Lebe ich im Moment, dann bin ich aufmerksam und empfänglich für Gefühle und Gedanken, die hochkommen. Ich bin aufmerksam, wenn Unzufriedenheit und Frustration hochkommen. Sie sind ein Anzeichen dafür, dass etwas nicht stimmt und ich vielleicht etwas ändern muss.

Ist es nicht manchmal auch gut sich Sorgen zu machen?
Ich denke es gibt einen Unterschied zwischen sich Sorgen machen und sich Gedanken machen. Ersteres ist emotional, letzteres kann rationaler sein.
In der Welt, in der wir leben ist es nicht möglich gar nicht an den morgigen Tag zu denken. Darum geht es mir auch gar nicht. Es geht einzig und allein darum, sich nicht auf Momente der Vergangenheit und Zukunft zu fixieren.
Können wir vielleicht an etwas denken ohne, dass es die Gegenwart komplett einnimmt?
Können wir Pläne machen ohne, dass wir uns an ein gewisses outcome binden, dessen nicht-Erfüllung uns enttäuschen wird?
Können wir in Erinnerungen schwelgen ohne, dass wir die Gedanken ständig mit uns rumtragen?
In meinem Kopf macht sich beim schreiben dieser Worte ein Bild breit. Losgelöst von schweren Erinnerungen und Sorgen über was kommt sind wir leicht wie ein Blatt. Bewegen wir uns frei wie der Wind, fließen sorglos, wie das Wasser. Dann sind da keine Fäden an meinem Körper befestigt, die mich in verschiedene Richtung zerren. Dann sind meine Gedanken nur mit dem was ich grade sehe, fühle, rieche, erlebe.
Dieser Zustand des Seins ist alles wonach ich strebe. Denn er macht meinen Kopf frei, wodurch es mir möglich wird, die beste Version meiner Selbst zu sein. Dann habe ich Energie, um für andere Menschen da zu sein. Zu helfen, wo Hilfe benötigt wird. Dann trage ich Geduld und Wohlwollen in mir. Dann bin ich zufrieden mit was ich habe und frei von verlangen.

Wie schafft man es ganz im Moment zu sein?
Ich glaube, dass ist eine Reise, die jeder für sich selbst begehen muss und etwas, dass jeden Tag anders aussieht. Ich weiß - dass ist wahrscheinlich keine zufriedenstellende Antwort.

[ZIEL 1]:
Zitiere bitte aus dem Text über das Leben im Moment wortgetreu die Stelle von „In der Welt, in“ bis einschließlich „uns enttäuschen wird?“.

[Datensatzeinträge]
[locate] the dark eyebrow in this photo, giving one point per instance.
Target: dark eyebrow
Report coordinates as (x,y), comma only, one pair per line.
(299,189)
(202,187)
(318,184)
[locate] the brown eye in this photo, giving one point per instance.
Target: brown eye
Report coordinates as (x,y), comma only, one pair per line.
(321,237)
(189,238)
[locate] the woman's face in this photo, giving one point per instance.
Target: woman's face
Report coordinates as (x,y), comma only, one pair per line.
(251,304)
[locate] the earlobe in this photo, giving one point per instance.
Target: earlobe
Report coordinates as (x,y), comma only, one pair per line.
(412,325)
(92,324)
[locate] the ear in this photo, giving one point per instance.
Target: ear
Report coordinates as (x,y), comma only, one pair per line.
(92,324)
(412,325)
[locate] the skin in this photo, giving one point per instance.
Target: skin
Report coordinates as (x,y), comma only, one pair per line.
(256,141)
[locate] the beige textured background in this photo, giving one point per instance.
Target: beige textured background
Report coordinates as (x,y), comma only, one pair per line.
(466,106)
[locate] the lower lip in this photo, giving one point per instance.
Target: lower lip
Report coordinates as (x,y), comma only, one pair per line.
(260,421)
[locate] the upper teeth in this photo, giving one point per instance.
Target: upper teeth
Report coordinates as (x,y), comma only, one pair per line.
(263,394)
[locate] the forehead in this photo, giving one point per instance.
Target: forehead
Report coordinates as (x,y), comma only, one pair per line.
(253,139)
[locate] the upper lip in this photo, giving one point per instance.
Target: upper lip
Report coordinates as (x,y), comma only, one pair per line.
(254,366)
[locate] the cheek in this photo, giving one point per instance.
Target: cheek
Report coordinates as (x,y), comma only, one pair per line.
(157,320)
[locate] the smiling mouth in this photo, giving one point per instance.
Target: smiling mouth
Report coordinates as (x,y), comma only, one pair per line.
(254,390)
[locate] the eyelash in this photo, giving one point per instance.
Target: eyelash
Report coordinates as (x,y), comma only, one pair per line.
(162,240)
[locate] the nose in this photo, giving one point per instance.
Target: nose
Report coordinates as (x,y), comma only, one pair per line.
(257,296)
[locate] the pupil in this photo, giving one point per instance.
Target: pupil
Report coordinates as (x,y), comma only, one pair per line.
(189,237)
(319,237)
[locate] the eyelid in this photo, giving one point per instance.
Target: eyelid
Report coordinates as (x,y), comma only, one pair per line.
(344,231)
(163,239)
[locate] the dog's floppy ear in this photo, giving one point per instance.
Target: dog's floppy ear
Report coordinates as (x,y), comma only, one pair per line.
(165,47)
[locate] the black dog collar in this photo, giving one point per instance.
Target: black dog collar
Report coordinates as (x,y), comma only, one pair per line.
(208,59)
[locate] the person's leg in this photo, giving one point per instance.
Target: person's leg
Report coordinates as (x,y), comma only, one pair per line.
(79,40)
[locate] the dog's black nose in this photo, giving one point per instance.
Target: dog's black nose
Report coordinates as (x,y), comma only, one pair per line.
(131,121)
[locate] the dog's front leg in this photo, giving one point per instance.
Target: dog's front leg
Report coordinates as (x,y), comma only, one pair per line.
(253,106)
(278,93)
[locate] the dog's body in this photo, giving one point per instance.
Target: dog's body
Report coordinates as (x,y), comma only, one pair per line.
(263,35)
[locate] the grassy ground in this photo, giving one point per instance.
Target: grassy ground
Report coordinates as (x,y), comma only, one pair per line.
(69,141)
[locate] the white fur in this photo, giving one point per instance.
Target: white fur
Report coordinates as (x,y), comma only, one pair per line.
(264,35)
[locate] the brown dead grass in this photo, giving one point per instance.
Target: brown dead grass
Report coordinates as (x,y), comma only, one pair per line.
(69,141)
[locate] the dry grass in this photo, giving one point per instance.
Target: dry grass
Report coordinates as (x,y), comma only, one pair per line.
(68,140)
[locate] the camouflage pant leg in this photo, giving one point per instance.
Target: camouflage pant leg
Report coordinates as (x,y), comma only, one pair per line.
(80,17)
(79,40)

[ZIEL 2]:
Gib von den Einträgen die Zeilen ab der Zeile mit „[locate] the dry“ bis einschließlich zur letzten Zeile der Einträge unverändert aus.

[VOLLSTÄNDIGE ANTWORT 1]:
In der Welt, in der wir leben ist es nicht möglich gar nicht an den morgigen Tag zu denken. Darum geht es mir auch gar nicht. Es geht einzig und allein darum, sich nicht auf Momente der Vergangenheit und Zukunft zu fixieren.
Können wir vielleicht an etwas denken ohne, dass es die Gegenwart komplett einnimmt?
Können wir Pläne machen ohne, dass wir uns an ein gewisses outcome binden, dessen nicht-Erfüllung uns enttäuschen wird?

[VOLLSTÄNDIGE ANTWORT 2]:
[locate] the dry grass in this photo, giving one point per instance.
Target: dry grass
Report coordinates as (x,y), comma only, one pair per line.
(68,140)
[locate] the camouflage pant leg in this photo, giving one point per instance.
Target: camouflage pant leg
Report coordinates as (x,y), comma only, one pair per line.
(80,17)
(79,40)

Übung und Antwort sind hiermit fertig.